[Data items]
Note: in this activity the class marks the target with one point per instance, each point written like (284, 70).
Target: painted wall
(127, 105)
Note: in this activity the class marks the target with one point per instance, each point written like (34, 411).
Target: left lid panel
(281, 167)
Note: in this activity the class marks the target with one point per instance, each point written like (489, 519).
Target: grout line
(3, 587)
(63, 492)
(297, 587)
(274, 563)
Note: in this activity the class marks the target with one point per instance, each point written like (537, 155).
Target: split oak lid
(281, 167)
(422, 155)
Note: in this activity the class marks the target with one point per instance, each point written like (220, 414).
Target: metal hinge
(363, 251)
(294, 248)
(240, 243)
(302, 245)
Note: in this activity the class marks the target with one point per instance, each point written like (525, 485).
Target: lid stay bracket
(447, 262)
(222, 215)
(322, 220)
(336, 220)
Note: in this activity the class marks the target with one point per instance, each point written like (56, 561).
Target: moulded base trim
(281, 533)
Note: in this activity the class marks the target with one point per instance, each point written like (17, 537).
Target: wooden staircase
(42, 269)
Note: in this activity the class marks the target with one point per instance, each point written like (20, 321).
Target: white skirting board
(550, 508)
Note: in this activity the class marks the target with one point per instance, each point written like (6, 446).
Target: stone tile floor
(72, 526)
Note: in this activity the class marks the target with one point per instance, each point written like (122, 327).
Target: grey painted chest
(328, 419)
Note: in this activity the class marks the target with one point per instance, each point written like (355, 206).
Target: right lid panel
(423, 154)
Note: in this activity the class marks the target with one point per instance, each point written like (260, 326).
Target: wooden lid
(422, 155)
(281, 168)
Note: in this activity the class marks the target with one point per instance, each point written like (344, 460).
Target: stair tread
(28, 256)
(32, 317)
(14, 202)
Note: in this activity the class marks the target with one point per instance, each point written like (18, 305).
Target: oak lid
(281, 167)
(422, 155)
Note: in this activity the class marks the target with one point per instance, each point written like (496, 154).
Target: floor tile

WRITTEN INSTRUCTION
Copy the entire listing above line by line, without changing a single character.

TASK RESULT
Note: in this activity the class marks the target with one point per instance, each point written like (284, 70).
Target: painted wall
(127, 105)
Note: in this activity the class marks the target with one point per instance, each point written like (34, 411).
Target: left lid panel
(281, 167)
Note: in this activity the class marks the target with one point per instance, each point written like (489, 519).
Target: grout line
(3, 587)
(63, 492)
(297, 587)
(274, 563)
Note: in this activity the class marks the target with one point per instance, each point written like (537, 155).
Target: split oak lid
(281, 167)
(422, 155)
Note: in this activity the class marks the target with one point per instance, each point written like (220, 414).
Target: metal hinge
(363, 251)
(294, 248)
(240, 243)
(302, 245)
Note: in this activity the class marks the target with one point per instance, each point written like (525, 485).
Target: lid stay bracket
(447, 262)
(222, 215)
(322, 220)
(336, 220)
Note: in this activity the class marks the target with one point per instance, each point written like (56, 561).
Target: moulded base trim
(281, 533)
Note: in this activity the class marks the target with one point per instance, each point written like (17, 537).
Target: wooden staircase
(42, 269)
Note: in this activity the class marks the target with one point per instance, each point written like (20, 321).
Target: white skirting board
(550, 508)
Note: in this activity the class marks the target with one point per instance, each point written like (6, 446).
Target: stone tile floor
(72, 526)
Note: in this activity the class marks the target with one point per instance, each point written like (122, 327).
Target: grey painted chest
(328, 419)
Note: in this activity the class marks the target with one point per instance, each point written like (355, 206).
Target: right lid panel
(423, 154)
Note: in this activity the class marks the target with one point per instance, each point written like (260, 326).
Target: wooden lid
(422, 155)
(281, 168)
Note: in this activity the class marks the target with one point per instance, each point written like (344, 460).
Target: stair tread
(28, 256)
(32, 317)
(14, 202)
Note: in this activity the class marks the target with one point per instance, each point written like (18, 305).
Target: oak lid
(281, 167)
(422, 155)
Note: in this activity the class marks the target with one point per instance, each point written like (496, 154).
Target: floor tile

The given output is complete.